• **Compito**
Elenca, una sola volta ciascuno, tutti i nomi propri di luoghi geografici che compaiono nel testo sulla canapa riportato più in basso.

• **Testo della pagina**

#####

La canapa, una pianta tanto diffusa quanto discussa e ancora velata di molti pregiudizi. Sul nuovo numero di Terra Nuova un approfondito speciale evidenzia gli usi di questa pianta che oggi approfondiamo nel suo uso alimentare insieme a Giuseppe Sammartino di “Molino Crisafulli”.

Giuseppe che cosa è successo nel 2016? Ad un certo punto avete deciso con tuo fratello di aprire questa possibilità alla vostra azienda…

Esatto. Nel 2016 riusciamo finalmente a coltivare il primo ettaro di canapa in Sicilia. Tutto nasce qualche anno prima da un’idea di mio fratello Francesco che allora era ingegnere a Milano. Parlando con un po’ di amici e trovandosi in alcune situazioni, avevo ipotizzato di poter coltivare la canapa anche da noi in azienda.

Abbiamo l’azienda prettamente cerealicola e orticola, e l’idea con cui arrivo quel Natale del 2013, era quello appunto di inserire in rotazione con le nostre colture tipiche, quindi soprattutto col grano duro, grani autoctoni siciliani, la coltivazione della canapa, con lo scopo chiaramente di chiudere la fiera dell’alimentare.

Dal 2013 siamo riusciti poi dopo tre anni a coltivare il primo ettaro per difficoltà varie ed eventuali nel reperimento del seme. E a marzo 2016 seminiamo i primi semi nel nostro ettaro di terra che utilizziamo di solito per fare tutte le sperimentazioni. Da lì è iniziata la nostra avventura.

Nel 2016 abbiamo raccolto il primo seme di canapa prodotto appunto in Sicilia e abbiamo da subito fatto una trasformazione. L’idea era di chiudere la filiera e siamo riusciti a farla. Abbiamo spremuto il nostro seme facendo il nostro primo odio, la nostra prima farina e da lì tutti i prodotti nati in seguito.

Canapa, dagli anni 50 ad oggi

Raccontaci qualcosa di più su questa pianta che ho scoperto essere molto diffusa sul nostro territorio.

Si sta ricominciando nuovamente a coltivarla. La canapa era una coltura molto diffusa già in passato fino in grosso modo agli anni 50-60, quando poi pian piano cade nel dimenticatoio. L’Italia era una grandissima produttrice sia per quantità ma soprattutto per qualità di fibra di canapa a uso tessile. La fibra della canapa italiana veniva scelta dalla Marina Brittanica per fabbricare le tele delle navi britanniche proprio perché è una fibra di altissima qualità.

#####

• **Dati registrati**

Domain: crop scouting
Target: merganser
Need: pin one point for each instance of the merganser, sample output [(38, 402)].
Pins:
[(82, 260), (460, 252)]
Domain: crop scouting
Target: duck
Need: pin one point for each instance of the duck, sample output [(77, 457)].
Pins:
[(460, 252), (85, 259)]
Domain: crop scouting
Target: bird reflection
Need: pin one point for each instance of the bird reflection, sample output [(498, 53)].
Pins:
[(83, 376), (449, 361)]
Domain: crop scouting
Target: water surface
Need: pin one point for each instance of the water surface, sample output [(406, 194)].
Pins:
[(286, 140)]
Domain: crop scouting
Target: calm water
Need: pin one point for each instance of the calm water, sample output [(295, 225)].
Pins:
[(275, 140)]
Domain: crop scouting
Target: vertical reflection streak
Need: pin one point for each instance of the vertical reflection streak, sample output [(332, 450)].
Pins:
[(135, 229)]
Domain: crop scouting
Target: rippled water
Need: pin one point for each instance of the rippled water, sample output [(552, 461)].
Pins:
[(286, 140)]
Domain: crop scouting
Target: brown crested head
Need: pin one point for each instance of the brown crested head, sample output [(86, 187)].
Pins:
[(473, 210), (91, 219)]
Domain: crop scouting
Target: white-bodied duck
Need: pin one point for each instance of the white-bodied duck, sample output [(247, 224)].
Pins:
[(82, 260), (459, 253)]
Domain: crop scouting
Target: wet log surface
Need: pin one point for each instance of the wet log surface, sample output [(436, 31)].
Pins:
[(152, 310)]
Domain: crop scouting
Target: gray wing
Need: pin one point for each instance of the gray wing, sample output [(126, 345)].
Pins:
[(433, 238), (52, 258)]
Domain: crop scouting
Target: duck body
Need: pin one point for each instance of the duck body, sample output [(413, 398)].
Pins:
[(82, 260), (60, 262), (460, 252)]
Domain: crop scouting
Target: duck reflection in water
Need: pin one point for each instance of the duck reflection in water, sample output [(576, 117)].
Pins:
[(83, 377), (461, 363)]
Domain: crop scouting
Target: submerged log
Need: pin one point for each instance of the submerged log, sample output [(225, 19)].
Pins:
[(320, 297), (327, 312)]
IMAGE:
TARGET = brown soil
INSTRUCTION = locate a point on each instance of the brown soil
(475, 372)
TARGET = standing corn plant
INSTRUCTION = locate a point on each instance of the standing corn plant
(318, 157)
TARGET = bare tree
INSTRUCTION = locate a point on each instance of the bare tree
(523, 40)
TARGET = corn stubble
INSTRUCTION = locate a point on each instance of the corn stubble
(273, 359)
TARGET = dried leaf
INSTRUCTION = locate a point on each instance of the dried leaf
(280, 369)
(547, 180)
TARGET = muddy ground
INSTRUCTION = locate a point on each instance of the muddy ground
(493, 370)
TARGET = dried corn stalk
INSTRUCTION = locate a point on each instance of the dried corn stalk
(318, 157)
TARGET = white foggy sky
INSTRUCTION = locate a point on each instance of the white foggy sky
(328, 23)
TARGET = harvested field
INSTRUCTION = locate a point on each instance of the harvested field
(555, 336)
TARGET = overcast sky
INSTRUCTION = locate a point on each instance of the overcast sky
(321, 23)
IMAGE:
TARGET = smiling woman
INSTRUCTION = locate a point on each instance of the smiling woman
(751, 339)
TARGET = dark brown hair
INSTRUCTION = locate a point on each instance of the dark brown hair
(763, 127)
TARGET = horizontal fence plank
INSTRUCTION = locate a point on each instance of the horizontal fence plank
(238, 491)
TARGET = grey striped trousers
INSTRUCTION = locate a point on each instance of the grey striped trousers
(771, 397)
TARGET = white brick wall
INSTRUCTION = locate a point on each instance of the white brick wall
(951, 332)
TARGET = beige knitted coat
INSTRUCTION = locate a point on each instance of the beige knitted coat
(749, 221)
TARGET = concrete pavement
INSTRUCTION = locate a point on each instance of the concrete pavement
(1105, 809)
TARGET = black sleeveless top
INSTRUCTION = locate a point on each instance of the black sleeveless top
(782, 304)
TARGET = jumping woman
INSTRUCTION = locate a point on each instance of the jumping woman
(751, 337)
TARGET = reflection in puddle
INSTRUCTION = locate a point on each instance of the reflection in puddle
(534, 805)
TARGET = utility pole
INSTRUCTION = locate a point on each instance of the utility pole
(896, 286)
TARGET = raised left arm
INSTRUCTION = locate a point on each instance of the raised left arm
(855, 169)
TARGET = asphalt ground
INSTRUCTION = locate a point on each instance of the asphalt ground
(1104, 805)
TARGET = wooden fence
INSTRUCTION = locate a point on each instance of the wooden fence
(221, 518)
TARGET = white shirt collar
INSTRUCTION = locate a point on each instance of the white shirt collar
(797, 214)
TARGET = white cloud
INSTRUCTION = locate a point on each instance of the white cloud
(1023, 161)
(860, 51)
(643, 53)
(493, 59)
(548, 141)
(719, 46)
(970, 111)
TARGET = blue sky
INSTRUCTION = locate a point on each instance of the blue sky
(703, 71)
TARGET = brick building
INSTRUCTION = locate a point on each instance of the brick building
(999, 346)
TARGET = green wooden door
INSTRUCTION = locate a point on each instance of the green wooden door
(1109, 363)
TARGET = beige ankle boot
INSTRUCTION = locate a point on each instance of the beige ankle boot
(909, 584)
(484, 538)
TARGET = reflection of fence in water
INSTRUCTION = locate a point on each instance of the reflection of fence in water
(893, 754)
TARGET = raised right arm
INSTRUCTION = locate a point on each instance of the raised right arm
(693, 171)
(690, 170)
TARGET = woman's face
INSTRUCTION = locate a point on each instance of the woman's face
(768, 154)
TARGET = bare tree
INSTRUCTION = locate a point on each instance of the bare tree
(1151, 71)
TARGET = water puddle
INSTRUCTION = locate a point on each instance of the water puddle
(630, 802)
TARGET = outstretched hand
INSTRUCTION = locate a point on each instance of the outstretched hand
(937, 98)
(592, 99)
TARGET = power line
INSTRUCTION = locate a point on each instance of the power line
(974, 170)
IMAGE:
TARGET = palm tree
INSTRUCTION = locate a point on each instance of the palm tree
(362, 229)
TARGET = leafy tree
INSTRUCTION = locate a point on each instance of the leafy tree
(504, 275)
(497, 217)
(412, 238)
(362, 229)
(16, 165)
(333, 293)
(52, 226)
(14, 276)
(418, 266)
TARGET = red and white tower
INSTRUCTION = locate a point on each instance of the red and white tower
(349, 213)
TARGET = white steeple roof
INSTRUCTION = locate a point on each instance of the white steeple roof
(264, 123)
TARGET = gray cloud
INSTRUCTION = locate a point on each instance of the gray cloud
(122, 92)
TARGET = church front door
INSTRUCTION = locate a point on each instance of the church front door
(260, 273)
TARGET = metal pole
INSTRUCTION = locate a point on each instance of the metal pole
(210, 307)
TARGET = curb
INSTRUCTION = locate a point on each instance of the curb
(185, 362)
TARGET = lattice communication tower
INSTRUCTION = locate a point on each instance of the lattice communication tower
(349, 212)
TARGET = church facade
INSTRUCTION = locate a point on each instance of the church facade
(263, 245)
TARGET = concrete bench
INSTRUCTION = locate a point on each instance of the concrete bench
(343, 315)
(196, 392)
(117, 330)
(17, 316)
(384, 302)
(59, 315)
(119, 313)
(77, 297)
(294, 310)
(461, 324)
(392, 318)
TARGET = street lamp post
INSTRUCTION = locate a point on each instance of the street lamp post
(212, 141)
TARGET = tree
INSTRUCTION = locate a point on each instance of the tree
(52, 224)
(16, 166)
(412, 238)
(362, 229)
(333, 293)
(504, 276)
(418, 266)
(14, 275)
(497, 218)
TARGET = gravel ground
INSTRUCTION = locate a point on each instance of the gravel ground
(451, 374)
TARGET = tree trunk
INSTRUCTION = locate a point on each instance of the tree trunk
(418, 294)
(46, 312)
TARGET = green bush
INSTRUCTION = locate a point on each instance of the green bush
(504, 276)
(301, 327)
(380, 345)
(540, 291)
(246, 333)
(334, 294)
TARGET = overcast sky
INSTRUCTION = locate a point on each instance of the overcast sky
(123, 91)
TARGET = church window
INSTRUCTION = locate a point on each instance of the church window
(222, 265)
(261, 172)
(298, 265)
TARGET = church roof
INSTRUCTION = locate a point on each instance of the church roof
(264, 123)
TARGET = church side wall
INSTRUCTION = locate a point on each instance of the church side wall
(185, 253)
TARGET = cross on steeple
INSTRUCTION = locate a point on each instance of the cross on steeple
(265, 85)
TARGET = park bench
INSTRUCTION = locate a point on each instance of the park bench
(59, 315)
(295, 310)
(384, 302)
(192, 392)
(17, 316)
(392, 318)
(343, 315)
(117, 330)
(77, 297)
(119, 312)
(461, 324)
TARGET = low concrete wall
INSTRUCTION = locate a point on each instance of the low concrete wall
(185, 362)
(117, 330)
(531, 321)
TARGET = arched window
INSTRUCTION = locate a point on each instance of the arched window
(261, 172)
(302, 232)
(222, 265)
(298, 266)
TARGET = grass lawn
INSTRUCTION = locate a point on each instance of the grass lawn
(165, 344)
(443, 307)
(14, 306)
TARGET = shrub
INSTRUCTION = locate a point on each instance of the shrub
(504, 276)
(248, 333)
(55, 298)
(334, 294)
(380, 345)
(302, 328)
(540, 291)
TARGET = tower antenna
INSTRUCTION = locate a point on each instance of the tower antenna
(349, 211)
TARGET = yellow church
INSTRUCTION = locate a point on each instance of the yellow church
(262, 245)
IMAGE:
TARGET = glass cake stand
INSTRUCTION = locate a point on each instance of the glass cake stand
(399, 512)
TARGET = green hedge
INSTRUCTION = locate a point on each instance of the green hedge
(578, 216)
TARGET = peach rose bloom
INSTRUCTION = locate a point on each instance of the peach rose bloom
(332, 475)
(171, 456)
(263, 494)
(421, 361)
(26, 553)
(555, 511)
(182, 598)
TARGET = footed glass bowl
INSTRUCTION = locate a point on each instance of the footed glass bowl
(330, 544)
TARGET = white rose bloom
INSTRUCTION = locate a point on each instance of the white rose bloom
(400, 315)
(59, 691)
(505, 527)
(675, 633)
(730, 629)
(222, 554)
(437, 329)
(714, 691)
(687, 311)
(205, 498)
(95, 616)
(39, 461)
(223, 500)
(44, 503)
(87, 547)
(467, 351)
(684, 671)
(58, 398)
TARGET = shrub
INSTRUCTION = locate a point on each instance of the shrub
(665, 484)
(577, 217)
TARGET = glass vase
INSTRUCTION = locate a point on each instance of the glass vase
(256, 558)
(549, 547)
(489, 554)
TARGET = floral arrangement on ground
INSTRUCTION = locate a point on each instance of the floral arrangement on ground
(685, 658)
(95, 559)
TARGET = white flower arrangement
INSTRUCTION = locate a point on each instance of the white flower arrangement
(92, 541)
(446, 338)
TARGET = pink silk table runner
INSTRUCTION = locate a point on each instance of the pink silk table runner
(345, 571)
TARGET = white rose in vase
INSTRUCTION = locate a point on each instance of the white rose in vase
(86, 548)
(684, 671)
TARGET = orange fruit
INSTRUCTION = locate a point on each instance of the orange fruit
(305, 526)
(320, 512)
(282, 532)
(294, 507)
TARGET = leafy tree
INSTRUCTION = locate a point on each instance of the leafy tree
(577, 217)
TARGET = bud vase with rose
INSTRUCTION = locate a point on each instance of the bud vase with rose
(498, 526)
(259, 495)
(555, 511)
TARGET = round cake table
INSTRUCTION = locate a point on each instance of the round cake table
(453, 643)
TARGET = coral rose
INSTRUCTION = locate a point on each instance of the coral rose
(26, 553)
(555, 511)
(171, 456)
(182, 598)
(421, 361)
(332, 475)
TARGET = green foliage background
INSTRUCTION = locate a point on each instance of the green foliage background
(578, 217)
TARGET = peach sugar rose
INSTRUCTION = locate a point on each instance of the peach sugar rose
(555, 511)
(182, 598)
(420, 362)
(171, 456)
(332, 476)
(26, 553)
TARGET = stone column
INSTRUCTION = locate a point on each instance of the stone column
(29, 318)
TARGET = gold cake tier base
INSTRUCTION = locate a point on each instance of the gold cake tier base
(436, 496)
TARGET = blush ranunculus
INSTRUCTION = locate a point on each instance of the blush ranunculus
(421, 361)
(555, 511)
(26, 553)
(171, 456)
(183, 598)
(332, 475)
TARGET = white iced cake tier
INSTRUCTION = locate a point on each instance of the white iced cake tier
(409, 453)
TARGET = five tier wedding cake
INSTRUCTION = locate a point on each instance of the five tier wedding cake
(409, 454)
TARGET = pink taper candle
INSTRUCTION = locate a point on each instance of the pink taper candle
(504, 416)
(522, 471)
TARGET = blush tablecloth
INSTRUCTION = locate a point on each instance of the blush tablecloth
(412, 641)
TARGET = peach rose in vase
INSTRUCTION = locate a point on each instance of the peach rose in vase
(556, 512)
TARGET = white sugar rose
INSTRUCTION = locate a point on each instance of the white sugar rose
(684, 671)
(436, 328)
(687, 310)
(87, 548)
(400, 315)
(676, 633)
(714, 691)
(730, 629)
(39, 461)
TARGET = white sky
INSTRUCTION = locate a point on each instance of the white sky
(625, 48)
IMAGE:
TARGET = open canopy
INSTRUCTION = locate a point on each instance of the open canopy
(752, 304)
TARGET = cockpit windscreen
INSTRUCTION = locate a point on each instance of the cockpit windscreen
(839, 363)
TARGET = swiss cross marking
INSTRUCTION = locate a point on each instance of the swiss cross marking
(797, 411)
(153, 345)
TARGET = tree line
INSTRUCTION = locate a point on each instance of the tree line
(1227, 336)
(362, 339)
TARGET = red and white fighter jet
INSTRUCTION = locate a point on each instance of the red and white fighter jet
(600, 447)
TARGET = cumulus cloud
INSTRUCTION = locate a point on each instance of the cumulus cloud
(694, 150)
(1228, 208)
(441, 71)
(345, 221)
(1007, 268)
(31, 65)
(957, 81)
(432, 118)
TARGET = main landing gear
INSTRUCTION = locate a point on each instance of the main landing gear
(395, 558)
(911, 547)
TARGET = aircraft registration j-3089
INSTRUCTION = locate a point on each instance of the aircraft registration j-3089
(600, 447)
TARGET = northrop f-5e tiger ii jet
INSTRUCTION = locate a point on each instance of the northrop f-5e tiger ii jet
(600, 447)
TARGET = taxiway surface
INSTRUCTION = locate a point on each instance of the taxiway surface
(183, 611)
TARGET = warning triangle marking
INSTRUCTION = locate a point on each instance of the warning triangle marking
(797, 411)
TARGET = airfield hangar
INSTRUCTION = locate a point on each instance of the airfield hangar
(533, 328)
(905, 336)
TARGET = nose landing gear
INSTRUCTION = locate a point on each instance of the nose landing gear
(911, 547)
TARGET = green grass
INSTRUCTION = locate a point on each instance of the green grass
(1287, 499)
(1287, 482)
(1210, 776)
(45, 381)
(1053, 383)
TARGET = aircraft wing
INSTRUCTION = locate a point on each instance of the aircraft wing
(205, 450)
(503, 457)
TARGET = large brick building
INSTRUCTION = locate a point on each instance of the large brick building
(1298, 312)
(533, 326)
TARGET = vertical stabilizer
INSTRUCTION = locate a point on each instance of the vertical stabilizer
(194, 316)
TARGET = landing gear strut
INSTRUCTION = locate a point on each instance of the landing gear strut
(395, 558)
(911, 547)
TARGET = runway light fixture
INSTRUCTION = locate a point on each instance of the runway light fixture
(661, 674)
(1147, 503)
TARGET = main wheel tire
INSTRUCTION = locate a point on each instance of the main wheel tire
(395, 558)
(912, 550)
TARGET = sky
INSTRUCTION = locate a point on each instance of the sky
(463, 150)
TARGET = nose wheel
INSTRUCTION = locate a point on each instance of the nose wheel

#####

• **Soluzione**
Sicilia, Milano, Italia